[start of DATA FOR PROCESSING]

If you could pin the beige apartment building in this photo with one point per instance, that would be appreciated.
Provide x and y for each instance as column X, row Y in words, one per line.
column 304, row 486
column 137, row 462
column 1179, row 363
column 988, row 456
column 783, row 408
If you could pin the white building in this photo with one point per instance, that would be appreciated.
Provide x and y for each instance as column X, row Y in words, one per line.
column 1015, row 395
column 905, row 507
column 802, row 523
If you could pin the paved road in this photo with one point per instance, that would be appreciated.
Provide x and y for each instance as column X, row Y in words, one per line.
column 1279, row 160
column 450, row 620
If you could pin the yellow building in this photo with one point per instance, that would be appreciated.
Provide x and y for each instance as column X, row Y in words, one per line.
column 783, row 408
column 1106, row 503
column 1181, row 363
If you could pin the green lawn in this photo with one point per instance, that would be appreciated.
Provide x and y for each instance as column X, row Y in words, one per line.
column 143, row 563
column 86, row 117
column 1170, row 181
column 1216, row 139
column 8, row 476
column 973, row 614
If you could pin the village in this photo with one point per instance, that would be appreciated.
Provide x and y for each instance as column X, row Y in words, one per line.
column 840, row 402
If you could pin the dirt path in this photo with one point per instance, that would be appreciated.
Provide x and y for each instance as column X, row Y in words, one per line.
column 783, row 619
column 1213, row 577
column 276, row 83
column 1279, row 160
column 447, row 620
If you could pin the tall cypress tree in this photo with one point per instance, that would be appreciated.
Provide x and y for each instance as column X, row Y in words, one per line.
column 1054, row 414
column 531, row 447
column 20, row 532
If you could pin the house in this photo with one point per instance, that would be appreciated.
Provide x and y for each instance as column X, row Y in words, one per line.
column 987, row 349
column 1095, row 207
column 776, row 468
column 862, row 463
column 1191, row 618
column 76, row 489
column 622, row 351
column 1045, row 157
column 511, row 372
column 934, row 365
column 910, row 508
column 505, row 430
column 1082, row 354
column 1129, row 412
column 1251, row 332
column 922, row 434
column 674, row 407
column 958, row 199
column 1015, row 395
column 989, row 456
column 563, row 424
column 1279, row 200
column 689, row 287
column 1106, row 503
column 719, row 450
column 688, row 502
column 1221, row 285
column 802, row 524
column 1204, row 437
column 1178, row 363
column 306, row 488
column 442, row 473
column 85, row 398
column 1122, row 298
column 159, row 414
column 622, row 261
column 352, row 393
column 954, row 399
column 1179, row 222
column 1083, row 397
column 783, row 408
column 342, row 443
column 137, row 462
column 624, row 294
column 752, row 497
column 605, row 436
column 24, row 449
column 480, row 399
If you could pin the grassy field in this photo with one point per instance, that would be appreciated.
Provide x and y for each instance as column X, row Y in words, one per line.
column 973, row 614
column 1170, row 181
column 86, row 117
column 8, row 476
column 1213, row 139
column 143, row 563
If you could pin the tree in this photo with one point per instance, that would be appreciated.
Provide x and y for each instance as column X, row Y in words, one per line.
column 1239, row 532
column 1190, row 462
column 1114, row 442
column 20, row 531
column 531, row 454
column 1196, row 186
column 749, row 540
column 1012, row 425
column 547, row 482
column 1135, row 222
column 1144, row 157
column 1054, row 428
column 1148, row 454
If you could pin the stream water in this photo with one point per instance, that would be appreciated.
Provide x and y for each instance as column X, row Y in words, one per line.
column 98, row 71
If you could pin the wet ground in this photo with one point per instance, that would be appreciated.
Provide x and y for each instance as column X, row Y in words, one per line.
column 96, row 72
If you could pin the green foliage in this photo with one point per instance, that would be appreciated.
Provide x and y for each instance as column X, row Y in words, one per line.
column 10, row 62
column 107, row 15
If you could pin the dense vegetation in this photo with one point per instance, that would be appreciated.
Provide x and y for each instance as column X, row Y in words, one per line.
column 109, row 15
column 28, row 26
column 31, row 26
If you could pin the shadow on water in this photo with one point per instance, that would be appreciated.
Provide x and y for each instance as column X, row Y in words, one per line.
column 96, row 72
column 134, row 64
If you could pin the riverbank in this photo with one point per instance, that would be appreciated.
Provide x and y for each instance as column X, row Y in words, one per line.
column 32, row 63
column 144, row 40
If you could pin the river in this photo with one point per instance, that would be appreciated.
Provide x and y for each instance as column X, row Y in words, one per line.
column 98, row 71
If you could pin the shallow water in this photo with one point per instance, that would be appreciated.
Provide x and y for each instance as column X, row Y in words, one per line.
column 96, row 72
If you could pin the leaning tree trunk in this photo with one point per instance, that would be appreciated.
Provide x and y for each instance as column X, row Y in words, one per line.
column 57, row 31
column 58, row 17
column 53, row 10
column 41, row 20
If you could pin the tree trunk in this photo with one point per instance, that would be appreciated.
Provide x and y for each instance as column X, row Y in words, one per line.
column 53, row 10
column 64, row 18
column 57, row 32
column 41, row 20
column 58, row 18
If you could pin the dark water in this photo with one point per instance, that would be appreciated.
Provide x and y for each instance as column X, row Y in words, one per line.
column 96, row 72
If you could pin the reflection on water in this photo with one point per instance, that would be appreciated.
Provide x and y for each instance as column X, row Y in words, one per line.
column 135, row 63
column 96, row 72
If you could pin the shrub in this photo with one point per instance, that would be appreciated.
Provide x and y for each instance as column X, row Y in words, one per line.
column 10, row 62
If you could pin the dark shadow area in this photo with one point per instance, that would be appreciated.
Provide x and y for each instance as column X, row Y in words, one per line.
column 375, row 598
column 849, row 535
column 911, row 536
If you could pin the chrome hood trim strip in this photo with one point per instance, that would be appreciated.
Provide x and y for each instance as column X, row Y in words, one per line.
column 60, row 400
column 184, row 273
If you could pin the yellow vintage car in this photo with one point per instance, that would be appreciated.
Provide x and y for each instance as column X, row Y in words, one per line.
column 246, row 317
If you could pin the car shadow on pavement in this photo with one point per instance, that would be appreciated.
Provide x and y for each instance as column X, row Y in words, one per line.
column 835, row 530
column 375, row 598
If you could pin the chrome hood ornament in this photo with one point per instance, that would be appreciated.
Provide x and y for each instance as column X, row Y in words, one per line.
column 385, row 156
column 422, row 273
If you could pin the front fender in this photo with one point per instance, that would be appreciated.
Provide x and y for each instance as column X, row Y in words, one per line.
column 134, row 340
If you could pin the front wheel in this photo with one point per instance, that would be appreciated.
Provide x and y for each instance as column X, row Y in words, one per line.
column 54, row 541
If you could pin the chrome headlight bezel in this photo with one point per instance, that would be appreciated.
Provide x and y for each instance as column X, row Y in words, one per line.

[end of DATA FOR PROCESSING]

*TASK DESCRIPTION*: Retype every entry above word for word, keeping each line unchanged and in its original order.

*FINISHED ANSWER*:
If you could pin the beige apartment building in this photo with one point per instance, that would be appreciated.
Provide x and y for each instance as column X, row Y in words, one per line.
column 304, row 486
column 137, row 462
column 1179, row 363
column 988, row 456
column 783, row 408
If you could pin the white building in this photo with one point per instance, that would be appreciated.
Provide x and y for each instance as column X, row Y in words, one per line.
column 1015, row 395
column 905, row 507
column 802, row 523
If you could pin the paved road in this photo with one point per instance, that would be appreciated.
Provide x and y for each instance as column X, row Y in words, one per line.
column 1279, row 160
column 450, row 620
If you could pin the yellow building in this photo with one point per instance, that would be appreciated.
Provide x and y for each instance as column X, row Y in words, one per line.
column 783, row 408
column 1106, row 503
column 1181, row 363
If you could pin the green lawn in this photo with one point per instance, that would be appreciated.
Provide x and y for each instance as column X, row Y in words, one per line.
column 143, row 563
column 86, row 117
column 1170, row 181
column 1216, row 139
column 8, row 476
column 973, row 614
If you could pin the village in this photo with one point per instance, that would be appreciated.
Provide x and y for each instance as column X, row Y in words, one per line.
column 840, row 402
If you could pin the dirt path in this photo with one point per instance, that would be appreciated.
Provide x and y for each instance as column X, row Y in words, one per line.
column 783, row 619
column 1213, row 577
column 276, row 83
column 1279, row 160
column 447, row 620
If you could pin the tall cypress tree in this photo with one point per instance, that would be appreciated.
Provide x and y for each instance as column X, row Y in words, one per line.
column 1054, row 414
column 531, row 447
column 20, row 532
If you could pin the house in this photo with one point per instance, that would be appreciated.
Provide x and y for each instance as column X, row Y in words, one per line.
column 987, row 349
column 1095, row 207
column 776, row 468
column 862, row 463
column 1191, row 618
column 76, row 489
column 622, row 351
column 1045, row 157
column 511, row 372
column 934, row 365
column 910, row 508
column 505, row 430
column 1082, row 354
column 1129, row 412
column 1251, row 332
column 922, row 434
column 674, row 407
column 958, row 199
column 1015, row 395
column 989, row 456
column 563, row 424
column 1279, row 200
column 689, row 287
column 1106, row 503
column 719, row 450
column 688, row 502
column 1221, row 285
column 802, row 524
column 1204, row 437
column 1178, row 363
column 306, row 488
column 442, row 473
column 85, row 398
column 1122, row 298
column 159, row 414
column 622, row 261
column 352, row 393
column 954, row 399
column 1179, row 222
column 1083, row 397
column 783, row 408
column 342, row 443
column 137, row 462
column 624, row 294
column 752, row 497
column 605, row 436
column 24, row 449
column 480, row 399
If you could pin the grassy field in this photo with one point per instance, that would be appreciated.
Provide x and y for each instance as column X, row Y in words, one per line.
column 973, row 614
column 1170, row 181
column 86, row 117
column 8, row 476
column 1213, row 139
column 143, row 563
If you could pin the tree in this photo with one point per instance, that would be appreciated.
Provide x and y for each instance as column X, row Y in words, one per line.
column 1239, row 532
column 1190, row 462
column 1114, row 442
column 20, row 531
column 531, row 454
column 1196, row 186
column 749, row 540
column 1012, row 425
column 547, row 482
column 1135, row 222
column 1144, row 157
column 1054, row 428
column 1148, row 454
If you could pin the stream water in this photo with one point per instance, that would be appreciated.
Provide x and y for each instance as column X, row Y in words, one per line.
column 98, row 71
If you could pin the wet ground in this photo with one point per instance, that would be appreciated.
Provide x and y for each instance as column X, row Y in words, one per line.
column 96, row 72
If you could pin the green foliage in this photo with one point per instance, that would be appreciated.
Provide x and y for each instance as column X, row Y in words, one per line.
column 10, row 62
column 107, row 15
If you could pin the dense vegetation in this photo with one point per instance, that would be appreciated.
Provide x and y for each instance as column X, row Y in words, one per line.
column 109, row 15
column 28, row 26
column 31, row 26
If you could pin the shadow on water in this photo with one point per instance, that would be appreciated.
Provide x and y for each instance as column X, row Y in words, one per line.
column 96, row 72
column 134, row 64
If you could pin the riverbank in this photo with one point per instance, that would be appreciated.
Provide x and y for each instance as column X, row Y in words, one per line.
column 32, row 63
column 144, row 40
If you could pin the river in this photo with one point per instance, that would be appreciated.
Provide x and y for each instance as column X, row Y in words, one per line.
column 98, row 71
If you could pin the shallow water in this photo with one point per instance, that would be appreciated.
Provide x and y for each instance as column X, row Y in words, one per line.
column 96, row 72
If you could pin the leaning tree trunk in this photo with one point per instance, that would be appreciated.
Provide x and y for each instance as column X, row Y in words, one per line.
column 57, row 31
column 58, row 17
column 53, row 10
column 41, row 20
If you could pin the tree trunk in this photo with one point per instance, that would be appreciated.
Provide x and y for each instance as column X, row Y in words, one per line.
column 53, row 10
column 64, row 18
column 57, row 32
column 41, row 20
column 58, row 18
If you could pin the dark water in this photo with one point per instance, that would be appreciated.
Provide x and y for each instance as column X, row Y in words, one per line.
column 96, row 72
If you could pin the reflection on water in this photo with one point per instance, that would be appreciated.
Provide x and y for each instance as column X, row Y in words, one per line.
column 135, row 63
column 96, row 72
If you could pin the shrub in this photo with one point per instance, that would be appreciated.
Provide x and y for each instance as column X, row Y in words, one per line.
column 10, row 62
If you could pin the dark shadow area in this photo with one point per instance, that would be appreciated.
Provide x and y for each instance as column X, row Y in words, one per line.
column 375, row 598
column 849, row 535
column 911, row 536
If you could pin the chrome hood trim strip in this photo with one point per instance, that would be appreciated.
Provide x and y for each instance as column X, row Y in words, one per line.
column 60, row 400
column 184, row 273
If you could pin the yellow vintage car in this photo with one point per instance, that would be appreciated.
Provide x and y for each instance as column X, row Y in words, one per line.
column 246, row 317
If you could pin the car shadow on pavement in this photo with one point per instance, that would be appreciated.
Provide x and y for each instance as column X, row Y in words, one per line.
column 835, row 530
column 375, row 598
If you could pin the chrome hood ornament in this photo with one point per instance, that would be appreciated.
Provide x and y for each instance as column X, row Y in words, one per line.
column 385, row 156
column 422, row 273
If you could pin the front fender in this photo with one point per instance, that would be appreciated.
Provide x and y for each instance as column X, row Y in words, one per line.
column 134, row 340
If you could pin the front wheel in this photo with one point per instance, that would be appreciated.
Provide x and y for each instance as column X, row Y in words, one per line.
column 54, row 541
If you could pin the chrome headlight bezel in this photo with one point per instance, that would be appreciated.
Provide x and y for each instance as column X, row Y in words, one per line.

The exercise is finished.